Exercise ▸ Format the records below as a numbered list, omitting any blank lines.
——
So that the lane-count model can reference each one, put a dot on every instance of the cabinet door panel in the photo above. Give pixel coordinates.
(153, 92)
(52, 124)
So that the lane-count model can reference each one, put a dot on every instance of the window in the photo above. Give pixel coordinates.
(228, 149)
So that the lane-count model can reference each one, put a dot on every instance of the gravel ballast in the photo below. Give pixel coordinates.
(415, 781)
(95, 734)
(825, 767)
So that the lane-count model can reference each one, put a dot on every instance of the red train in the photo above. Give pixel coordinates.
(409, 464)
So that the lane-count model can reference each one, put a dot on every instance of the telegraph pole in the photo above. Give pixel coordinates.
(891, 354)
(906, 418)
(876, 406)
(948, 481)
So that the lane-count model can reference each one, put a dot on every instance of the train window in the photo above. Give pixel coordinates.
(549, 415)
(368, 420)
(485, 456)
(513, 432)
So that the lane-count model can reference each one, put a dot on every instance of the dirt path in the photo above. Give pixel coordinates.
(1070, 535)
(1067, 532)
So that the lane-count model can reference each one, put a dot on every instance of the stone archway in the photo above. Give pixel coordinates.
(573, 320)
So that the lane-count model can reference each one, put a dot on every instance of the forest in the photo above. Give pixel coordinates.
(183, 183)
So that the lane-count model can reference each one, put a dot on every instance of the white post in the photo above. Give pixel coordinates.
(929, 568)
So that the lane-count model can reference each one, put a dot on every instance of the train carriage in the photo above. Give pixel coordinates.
——
Solution ▸
1. So that the lane-count model can reference each one, put a dot on every instance of the cabinet door panel in the photo above. Give pixel coordinates.
2. (153, 92)
3. (52, 124)
4. So that the lane-count model can reference each one, put a dot on every instance of the window in the photo above. Give pixel coordinates.
5. (228, 149)
6. So that the lane-count model can reference each one, put a dot on every instance of the gravel ballast in the photo below. Give pixel coordinates.
7. (415, 781)
8. (95, 734)
9. (825, 767)
10. So that the lane-count model can reference each one, put a dot on every instance of the red train in the photo above. Give pixel coordinates.
11. (409, 464)
12. So that the lane-count model can reference each one, put a dot on every instance of the telegraph pole in the photo above. Give pixel coordinates.
13. (891, 354)
14. (906, 418)
15. (876, 406)
16. (948, 481)
17. So that the lane-count model can reference each one, put a dot on every instance of the train window in the photo above. Give pixel coordinates.
18. (549, 415)
19. (368, 420)
20. (485, 456)
21. (513, 432)
22. So that the lane-count model can reference each one, put a dot on every instance of the dirt path in the photo above. Give pixel coordinates.
23. (1070, 535)
24. (1067, 532)
25. So that the lane-count model can reference each one, put a dot on every instance of the stone archway in the photo above. Give pixel coordinates.
26. (573, 320)
27. So that the lane-count model can reference each one, put a dot on every instance of the forest in the photo above. Give pixel coordinates.
28. (183, 183)
29. So that the lane-count model can reference each one, put a dot on every instance of the white post in the photo above. Give pixel coordinates.
30. (929, 568)
31. So that the lane-count model can reference each one, put a dot on every instance of the train carriage in the photo above. Give pixel coordinates.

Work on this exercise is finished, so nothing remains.